A group of young kids were asked how to decide who to marry and here are the results which are pretty amusing.

HOW DO YOU DECIDE WHO TO MARRY?

(1) You got to find somebody who likes the same stuff. Like, if you like sports, she should like it that you like sports, and she should keep the chips and dip coming.
– Alan, age 10

(2) No person really decides before they grow up who they’re going to marry. God decides it all way before, and you get to find out later who you’re stuck with.
– Kristen, age 10

WHAT IS THE RIGHT AGE TO GET MARRIED?

(1) Twenty-three is the best age because you know the person FOREVER by then.
– Camille, age 10

(2) No age is good to get married at. You got to be a fool to get married.
– Freddie, age 6 (very wise for his age)

HOW CAN A STRANGER TELL IF TWO PEOPLE ARE MARRIED?

(1) You might have to guess, based on whether they seem to be yelling at the same kids.
– Derrick, age 8

WHAT DO YOU THINK YOUR MOM AND DAD HAVE IN COMMON?

(1) Both don’t want any more kids.

* Stated task 1:
Answer these about the children's marriage answers, one per line:
(a) According to Alan, what should she keep coming?
(b) What age does Camille call the best age to get married?
(c) How old is Derrick?

* The records:
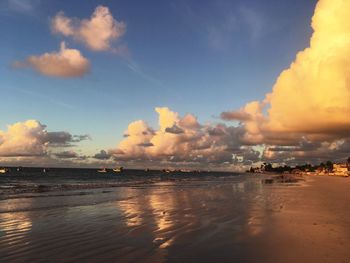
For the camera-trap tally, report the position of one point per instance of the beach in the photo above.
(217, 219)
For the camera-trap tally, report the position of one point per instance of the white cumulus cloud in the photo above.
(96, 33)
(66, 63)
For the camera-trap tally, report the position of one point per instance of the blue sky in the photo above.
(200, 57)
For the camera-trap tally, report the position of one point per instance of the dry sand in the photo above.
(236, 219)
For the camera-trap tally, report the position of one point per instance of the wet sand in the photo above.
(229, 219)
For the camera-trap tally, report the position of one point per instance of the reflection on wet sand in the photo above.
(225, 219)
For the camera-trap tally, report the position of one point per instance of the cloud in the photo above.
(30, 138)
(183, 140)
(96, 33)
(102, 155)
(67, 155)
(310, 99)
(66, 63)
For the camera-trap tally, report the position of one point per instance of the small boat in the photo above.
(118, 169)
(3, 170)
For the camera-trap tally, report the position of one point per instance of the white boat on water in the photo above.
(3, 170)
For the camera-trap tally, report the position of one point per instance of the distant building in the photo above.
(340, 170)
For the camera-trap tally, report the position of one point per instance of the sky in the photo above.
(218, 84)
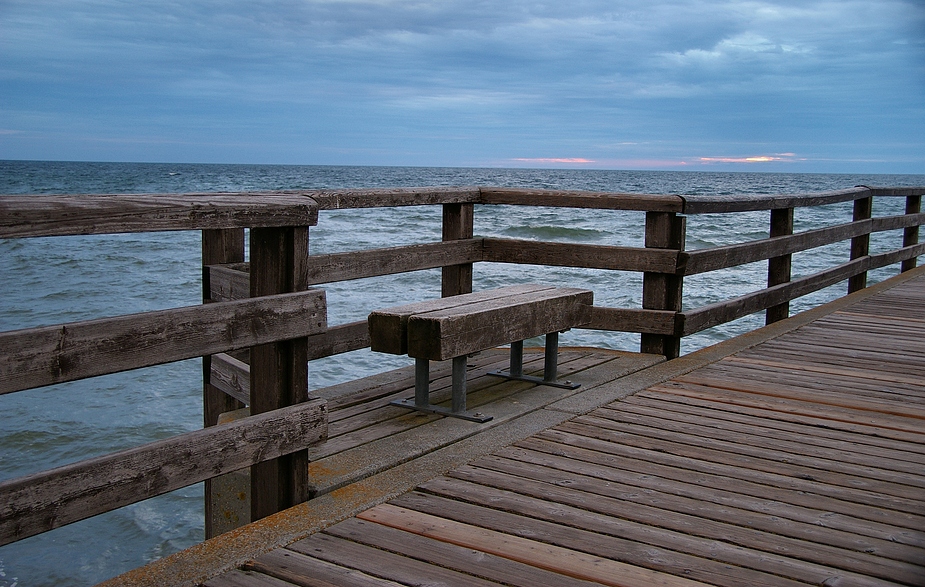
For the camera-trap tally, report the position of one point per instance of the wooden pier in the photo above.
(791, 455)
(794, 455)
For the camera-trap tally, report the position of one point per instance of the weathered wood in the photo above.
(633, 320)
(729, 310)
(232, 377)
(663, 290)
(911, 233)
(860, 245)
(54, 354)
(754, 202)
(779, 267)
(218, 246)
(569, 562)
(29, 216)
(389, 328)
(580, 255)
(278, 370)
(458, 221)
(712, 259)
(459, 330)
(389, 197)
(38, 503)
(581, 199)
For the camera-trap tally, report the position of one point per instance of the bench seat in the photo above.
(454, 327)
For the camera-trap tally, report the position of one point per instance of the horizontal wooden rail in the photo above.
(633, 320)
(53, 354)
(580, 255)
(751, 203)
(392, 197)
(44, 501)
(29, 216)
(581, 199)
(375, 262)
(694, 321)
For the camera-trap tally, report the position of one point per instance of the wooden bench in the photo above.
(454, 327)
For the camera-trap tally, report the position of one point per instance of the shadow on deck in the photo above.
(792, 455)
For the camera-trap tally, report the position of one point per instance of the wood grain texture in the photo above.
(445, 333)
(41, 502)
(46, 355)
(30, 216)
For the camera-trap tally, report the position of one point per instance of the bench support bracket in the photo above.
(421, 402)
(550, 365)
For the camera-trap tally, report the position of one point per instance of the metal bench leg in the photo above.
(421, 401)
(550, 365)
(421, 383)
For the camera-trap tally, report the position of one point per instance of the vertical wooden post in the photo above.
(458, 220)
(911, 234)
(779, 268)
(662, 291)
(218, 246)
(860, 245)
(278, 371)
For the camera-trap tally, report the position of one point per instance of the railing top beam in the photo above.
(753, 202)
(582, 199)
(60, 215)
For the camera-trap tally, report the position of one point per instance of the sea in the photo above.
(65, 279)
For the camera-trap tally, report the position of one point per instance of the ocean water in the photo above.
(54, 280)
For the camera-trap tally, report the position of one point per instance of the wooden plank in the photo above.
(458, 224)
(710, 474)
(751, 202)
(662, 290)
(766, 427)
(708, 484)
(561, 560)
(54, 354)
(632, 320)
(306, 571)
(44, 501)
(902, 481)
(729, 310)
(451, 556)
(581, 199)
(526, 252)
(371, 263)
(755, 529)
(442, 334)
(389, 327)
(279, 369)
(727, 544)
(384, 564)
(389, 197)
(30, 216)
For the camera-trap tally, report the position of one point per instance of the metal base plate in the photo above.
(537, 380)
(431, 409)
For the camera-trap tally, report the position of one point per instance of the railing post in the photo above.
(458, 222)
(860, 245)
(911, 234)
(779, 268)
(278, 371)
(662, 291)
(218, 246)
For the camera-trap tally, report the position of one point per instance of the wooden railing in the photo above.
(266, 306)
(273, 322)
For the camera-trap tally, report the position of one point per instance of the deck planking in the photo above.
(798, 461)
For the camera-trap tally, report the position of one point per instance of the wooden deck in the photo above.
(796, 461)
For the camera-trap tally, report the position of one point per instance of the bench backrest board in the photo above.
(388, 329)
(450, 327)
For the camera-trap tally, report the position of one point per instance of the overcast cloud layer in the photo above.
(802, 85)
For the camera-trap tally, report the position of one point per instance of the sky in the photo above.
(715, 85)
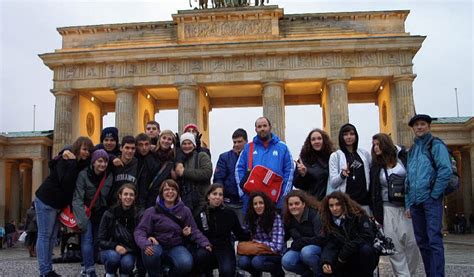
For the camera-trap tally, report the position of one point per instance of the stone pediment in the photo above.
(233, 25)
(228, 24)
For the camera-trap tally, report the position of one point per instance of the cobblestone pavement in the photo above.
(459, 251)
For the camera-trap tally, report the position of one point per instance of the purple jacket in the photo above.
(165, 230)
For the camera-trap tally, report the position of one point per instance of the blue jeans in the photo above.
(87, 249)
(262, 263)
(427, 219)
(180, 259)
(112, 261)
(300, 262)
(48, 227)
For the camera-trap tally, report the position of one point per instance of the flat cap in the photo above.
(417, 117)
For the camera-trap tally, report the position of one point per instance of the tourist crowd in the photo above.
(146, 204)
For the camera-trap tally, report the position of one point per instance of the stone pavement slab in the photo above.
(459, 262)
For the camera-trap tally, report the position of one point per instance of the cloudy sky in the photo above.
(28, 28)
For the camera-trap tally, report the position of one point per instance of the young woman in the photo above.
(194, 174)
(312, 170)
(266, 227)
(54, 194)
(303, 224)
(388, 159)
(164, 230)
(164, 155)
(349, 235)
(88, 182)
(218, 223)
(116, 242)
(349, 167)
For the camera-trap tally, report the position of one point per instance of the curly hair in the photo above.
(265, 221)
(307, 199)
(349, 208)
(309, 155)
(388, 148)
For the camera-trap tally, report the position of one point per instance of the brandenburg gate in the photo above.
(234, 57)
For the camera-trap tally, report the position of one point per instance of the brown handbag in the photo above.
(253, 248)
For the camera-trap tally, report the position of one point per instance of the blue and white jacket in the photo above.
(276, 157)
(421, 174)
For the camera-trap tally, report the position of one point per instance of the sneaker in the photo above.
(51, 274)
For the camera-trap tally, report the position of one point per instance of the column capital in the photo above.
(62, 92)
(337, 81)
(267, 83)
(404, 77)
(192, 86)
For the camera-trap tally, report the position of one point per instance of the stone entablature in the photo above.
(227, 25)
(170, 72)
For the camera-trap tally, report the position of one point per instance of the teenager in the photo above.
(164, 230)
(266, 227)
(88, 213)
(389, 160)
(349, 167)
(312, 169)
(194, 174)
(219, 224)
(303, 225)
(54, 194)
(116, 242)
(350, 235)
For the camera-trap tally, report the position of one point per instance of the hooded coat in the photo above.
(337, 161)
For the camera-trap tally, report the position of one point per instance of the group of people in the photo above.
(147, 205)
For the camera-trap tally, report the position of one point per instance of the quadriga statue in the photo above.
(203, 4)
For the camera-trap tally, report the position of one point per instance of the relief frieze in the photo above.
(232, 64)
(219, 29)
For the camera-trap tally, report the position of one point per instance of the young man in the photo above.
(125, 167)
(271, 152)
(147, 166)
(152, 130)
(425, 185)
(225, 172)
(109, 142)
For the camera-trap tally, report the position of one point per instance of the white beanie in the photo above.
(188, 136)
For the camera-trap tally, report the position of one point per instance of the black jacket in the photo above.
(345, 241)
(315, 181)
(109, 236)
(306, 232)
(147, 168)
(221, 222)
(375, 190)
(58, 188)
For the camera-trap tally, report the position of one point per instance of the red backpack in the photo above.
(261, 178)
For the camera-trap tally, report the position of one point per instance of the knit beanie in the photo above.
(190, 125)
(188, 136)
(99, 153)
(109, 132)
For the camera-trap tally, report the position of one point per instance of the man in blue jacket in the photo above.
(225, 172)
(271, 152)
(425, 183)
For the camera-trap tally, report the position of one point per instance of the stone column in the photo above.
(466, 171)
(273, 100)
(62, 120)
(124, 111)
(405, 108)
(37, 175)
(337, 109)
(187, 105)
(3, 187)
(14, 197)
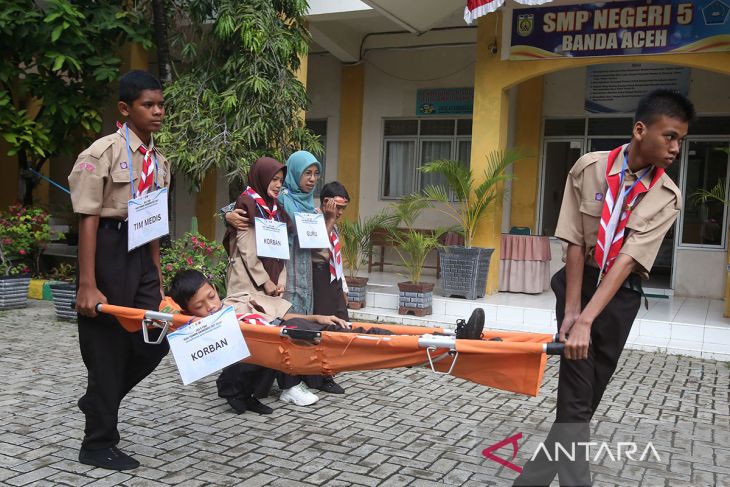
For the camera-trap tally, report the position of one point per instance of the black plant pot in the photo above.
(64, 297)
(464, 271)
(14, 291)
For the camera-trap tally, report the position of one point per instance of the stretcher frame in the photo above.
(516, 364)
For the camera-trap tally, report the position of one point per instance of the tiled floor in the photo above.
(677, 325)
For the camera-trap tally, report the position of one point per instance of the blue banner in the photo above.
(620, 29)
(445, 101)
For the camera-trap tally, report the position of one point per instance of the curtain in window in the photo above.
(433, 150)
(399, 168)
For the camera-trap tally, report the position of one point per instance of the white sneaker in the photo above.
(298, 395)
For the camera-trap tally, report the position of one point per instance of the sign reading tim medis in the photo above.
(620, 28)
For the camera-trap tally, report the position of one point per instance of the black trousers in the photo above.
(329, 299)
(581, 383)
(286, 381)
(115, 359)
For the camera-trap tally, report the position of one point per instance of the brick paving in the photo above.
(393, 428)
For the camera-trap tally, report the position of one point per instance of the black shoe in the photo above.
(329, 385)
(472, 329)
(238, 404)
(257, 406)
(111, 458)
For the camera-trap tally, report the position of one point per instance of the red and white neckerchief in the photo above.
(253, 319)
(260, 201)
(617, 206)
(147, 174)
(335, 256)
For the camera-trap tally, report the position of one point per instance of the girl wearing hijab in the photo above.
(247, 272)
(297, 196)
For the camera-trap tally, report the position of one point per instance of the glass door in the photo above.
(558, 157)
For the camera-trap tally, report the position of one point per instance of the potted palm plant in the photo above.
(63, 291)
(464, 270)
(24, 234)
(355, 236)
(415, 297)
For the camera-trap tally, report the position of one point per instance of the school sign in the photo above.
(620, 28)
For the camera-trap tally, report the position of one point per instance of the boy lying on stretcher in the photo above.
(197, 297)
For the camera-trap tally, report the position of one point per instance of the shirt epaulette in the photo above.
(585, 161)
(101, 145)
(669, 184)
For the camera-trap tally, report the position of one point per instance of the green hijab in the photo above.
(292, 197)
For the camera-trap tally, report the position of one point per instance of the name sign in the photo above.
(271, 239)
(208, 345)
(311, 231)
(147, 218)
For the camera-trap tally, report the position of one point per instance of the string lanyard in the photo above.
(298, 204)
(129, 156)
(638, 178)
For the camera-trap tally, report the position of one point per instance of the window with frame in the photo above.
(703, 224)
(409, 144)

* Stated task 2:
State how many lines of the records contain the string "hijab". Reply with the number alone.

* Task response 1:
(a) The chips and dip.
(b) Twenty-three.
(c) 8.

* Task response 2:
2